* START Information provided *

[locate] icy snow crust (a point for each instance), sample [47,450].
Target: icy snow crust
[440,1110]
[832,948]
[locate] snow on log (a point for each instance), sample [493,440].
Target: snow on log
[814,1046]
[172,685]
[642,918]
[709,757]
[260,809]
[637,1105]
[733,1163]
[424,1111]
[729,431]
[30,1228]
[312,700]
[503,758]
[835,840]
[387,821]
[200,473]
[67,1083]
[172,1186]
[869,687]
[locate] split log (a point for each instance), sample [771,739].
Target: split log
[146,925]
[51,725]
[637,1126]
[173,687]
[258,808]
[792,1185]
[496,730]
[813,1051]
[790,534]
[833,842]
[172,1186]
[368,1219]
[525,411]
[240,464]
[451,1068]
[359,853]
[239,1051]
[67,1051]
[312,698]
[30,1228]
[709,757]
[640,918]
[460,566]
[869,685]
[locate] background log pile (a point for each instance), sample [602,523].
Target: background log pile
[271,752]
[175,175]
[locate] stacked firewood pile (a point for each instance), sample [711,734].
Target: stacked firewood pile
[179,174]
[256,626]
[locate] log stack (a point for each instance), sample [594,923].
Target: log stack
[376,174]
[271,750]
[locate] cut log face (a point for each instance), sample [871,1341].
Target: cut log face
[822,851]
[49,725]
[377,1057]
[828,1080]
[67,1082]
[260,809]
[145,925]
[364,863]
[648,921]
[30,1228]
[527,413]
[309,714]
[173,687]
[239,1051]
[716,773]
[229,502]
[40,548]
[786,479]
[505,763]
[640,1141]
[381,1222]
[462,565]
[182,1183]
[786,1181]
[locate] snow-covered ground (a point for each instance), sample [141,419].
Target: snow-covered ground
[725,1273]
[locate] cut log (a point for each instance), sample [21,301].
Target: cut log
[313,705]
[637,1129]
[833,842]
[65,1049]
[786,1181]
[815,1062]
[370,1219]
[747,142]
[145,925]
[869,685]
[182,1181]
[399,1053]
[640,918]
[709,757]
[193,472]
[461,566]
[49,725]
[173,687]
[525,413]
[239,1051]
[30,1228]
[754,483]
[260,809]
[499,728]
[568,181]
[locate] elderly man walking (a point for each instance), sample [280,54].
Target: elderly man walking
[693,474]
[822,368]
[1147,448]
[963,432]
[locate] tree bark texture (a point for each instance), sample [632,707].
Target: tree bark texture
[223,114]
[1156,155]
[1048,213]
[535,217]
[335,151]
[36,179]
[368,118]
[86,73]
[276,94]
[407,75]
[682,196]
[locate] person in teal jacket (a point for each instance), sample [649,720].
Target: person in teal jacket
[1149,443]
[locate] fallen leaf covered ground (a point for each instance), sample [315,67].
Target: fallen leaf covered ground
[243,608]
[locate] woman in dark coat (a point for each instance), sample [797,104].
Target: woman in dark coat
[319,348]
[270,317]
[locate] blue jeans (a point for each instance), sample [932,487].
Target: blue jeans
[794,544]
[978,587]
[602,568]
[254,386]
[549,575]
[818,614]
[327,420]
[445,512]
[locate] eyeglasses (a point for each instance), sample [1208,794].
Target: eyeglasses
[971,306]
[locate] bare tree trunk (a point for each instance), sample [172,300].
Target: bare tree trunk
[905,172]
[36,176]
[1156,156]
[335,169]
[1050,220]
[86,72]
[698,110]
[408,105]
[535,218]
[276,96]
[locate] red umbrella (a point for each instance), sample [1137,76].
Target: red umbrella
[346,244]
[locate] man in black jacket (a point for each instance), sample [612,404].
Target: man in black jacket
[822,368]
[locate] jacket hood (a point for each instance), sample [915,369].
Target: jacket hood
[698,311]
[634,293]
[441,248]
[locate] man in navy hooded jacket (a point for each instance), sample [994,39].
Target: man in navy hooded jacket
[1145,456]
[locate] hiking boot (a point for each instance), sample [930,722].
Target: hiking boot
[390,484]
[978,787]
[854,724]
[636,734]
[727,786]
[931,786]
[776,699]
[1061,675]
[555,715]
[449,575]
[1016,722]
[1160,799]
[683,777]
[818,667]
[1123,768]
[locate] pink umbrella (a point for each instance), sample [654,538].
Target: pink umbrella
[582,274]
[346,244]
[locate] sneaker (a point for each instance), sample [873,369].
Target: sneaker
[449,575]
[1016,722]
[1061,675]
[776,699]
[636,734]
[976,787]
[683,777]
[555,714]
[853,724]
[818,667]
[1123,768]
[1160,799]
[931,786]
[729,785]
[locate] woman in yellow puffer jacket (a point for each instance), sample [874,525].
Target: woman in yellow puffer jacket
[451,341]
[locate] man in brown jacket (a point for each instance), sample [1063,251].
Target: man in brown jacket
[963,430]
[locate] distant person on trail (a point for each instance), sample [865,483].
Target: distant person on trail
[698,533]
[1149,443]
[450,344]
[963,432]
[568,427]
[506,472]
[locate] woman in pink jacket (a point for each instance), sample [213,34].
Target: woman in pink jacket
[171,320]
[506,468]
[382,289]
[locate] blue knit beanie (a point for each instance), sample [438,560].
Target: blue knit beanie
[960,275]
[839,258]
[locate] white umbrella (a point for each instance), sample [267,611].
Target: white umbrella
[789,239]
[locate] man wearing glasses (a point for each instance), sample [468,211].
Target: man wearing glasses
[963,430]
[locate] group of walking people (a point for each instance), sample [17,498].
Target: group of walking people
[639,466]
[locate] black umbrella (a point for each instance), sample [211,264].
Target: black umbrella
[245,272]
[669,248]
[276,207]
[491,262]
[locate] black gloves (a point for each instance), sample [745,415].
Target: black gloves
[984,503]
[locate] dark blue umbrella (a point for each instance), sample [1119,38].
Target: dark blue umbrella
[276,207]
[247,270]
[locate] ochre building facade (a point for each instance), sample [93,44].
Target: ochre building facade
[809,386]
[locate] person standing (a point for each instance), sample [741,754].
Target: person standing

* END Information provided *

> Set problem
Write out every line of the records exactly.

> Exercise output
[locate] icy snow crust (a point for each instance), sample [47,450].
Target: icy snow crust
[440,1110]
[832,948]
[locate] snow on log (a point for each instance), sample [493,440].
Target: snow on log
[814,1046]
[172,685]
[642,918]
[709,757]
[260,809]
[637,1105]
[733,1163]
[424,1111]
[729,431]
[30,1228]
[312,700]
[503,758]
[835,840]
[387,821]
[200,473]
[67,1083]
[172,1186]
[869,687]
[locate] split log (a point for each instance), sample [771,739].
Target: split log
[146,925]
[51,725]
[637,1126]
[173,687]
[258,808]
[792,1185]
[496,730]
[813,1051]
[790,534]
[833,842]
[172,1186]
[368,1219]
[525,411]
[240,464]
[451,1068]
[359,853]
[239,1051]
[67,1051]
[312,698]
[30,1228]
[709,757]
[640,918]
[460,566]
[869,685]
[locate] background log pile (a point for each instance), sample [602,523].
Target: background log pile
[271,752]
[175,175]
[locate] stacked firewood pile (a point for each instance), sample [711,734].
Target: stacked firewood pile
[179,174]
[256,626]
[locate] log stack (a point for each instance), sample [594,923].
Target: log stack
[376,174]
[271,750]
[locate] cut log face (a point for each instance), sample [871,1341].
Target: cut log face
[822,851]
[49,725]
[377,1057]
[828,1080]
[67,1082]
[260,809]
[145,925]
[364,863]
[648,921]
[30,1228]
[527,413]
[309,714]
[173,687]
[239,1051]
[716,773]
[229,502]
[40,548]
[786,479]
[505,763]
[640,1141]
[381,1222]
[462,565]
[182,1183]
[786,1181]
[locate] snow-covered ground (a point for each instance), sample [141,419].
Target: snow-covered ground
[725,1273]
[locate] cut log (a point for each instance), sample [21,301].
Target: cut log
[313,705]
[637,1129]
[833,842]
[65,1049]
[786,1181]
[815,1062]
[370,1219]
[747,142]
[145,925]
[869,685]
[182,1181]
[399,1053]
[640,918]
[709,757]
[193,472]
[461,566]
[49,725]
[173,687]
[525,413]
[239,1051]
[30,1228]
[754,483]
[260,809]
[499,728]
[568,181]
[locate] elderly man walking (a point for each instance), sample [280,54].
Target: elderly man walking
[693,474]
[822,368]
[1147,448]
[963,432]
[locate] tree bark texture (a point for each instance), sample [632,707].
Target: tree bark texture
[223,114]
[1156,155]
[1048,213]
[535,217]
[335,151]
[36,179]
[368,118]
[86,73]
[276,94]
[407,75]
[682,196]
[locate] person in teal jacket (a point for each instance), sample [649,720].
Target: person in teal jacket
[1149,443]
[locate] fallen leaf covered ground (a point for each instance), sample [315,67].
Target: fallen leaf covered ground
[243,608]
[locate] woman in dark coat (a point for each instance), sample [797,104].
Target: woman in dark coat
[319,348]
[270,317]
[locate] blue jeans (a point for each instance), sample [932,487].
Target: blue jeans
[794,544]
[978,587]
[602,568]
[254,386]
[549,575]
[818,614]
[327,420]
[445,512]
[locate] eyeglasses (a point for each instance), sample [1208,794].
Target: eyeglasses
[971,306]
[locate] bare tree trunk (a point for each instance), sample [172,300].
Target: bare tree trunk
[905,172]
[36,176]
[1156,156]
[335,169]
[1050,220]
[86,72]
[698,110]
[408,105]
[535,218]
[276,96]
[locate] red umbrella (a point for each instance), sample [1137,76].
Target: red umbrella
[346,244]
[locate] man in black jacket (a point for each instance), sample [612,404].
Target: man in black jacket
[822,368]
[locate] jacket hood (a point for each instance), sample [915,369].
Target: jacket hood
[698,311]
[634,293]
[441,248]
[locate] man in navy hooded jacket (a point for each instance), sample [994,39].
Target: man in navy hooded jacket
[1145,456]
[locate] hiking boot (a point for each instance), sample [930,722].
Target: hiking boot
[390,484]
[978,787]
[854,724]
[636,734]
[727,786]
[931,786]
[776,699]
[1061,675]
[555,715]
[449,575]
[1016,722]
[1160,799]
[683,777]
[818,667]
[1123,768]
[locate] pink umbrella (a point for each instance), sample [654,538].
Target: pink umbrella
[582,274]
[346,244]
[locate] sneaker (a point for each instance), sample [873,369].
Target: sneaker
[449,575]
[1016,722]
[1061,675]
[776,699]
[636,734]
[976,787]
[683,777]
[555,714]
[853,724]
[818,667]
[1123,768]
[1160,799]
[931,786]
[729,785]
[locate] woman in yellow puffer jacket (a point for each instance), sample [874,525].
Target: woman in yellow puffer jacket
[451,341]
[locate] man in brown jacket (a point for each instance), sample [1063,251].
Target: man in brown jacket
[963,430]
[locate] distant person on trail (a point for each instance), sample [865,483].
Target: distant person on trail
[698,533]
[1149,443]
[450,344]
[963,432]
[568,427]
[506,472]
[locate] woman in pink jacket (a point for each instance), sample [213,34].
Target: woman in pink jacket
[171,320]
[506,468]
[382,289]
[locate] blue knit beanie (a point for each instance), sample [438,560].
Target: blue knit beanie
[960,275]
[839,258]
[locate] white umbrella (a point for each instance), sample [267,611].
Target: white umbrella
[789,239]
[locate] man wearing glasses (a point for each instance), sample [468,211].
Target: man wearing glasses
[963,430]
[locate] group of walking people (a point for each instance), sample [17,498].
Target: group of walking people
[639,466]
[locate] black umbrella (a point for each instance), sample [211,264].
Target: black umbrella
[245,272]
[669,248]
[276,207]
[491,262]
[locate] black gloves (a point for each instance), sample [745,415].
Target: black gloves
[984,503]
[locate] dark blue umbrella (a point for each instance), sample [1119,38].
Target: dark blue umbrella
[276,207]
[247,270]
[locate] ochre building facade (a point for each instance), sample [93,44].
Target: ochre building facade
[809,386]
[locate] person standing (a point for each instance), sample [741,754].
Target: person standing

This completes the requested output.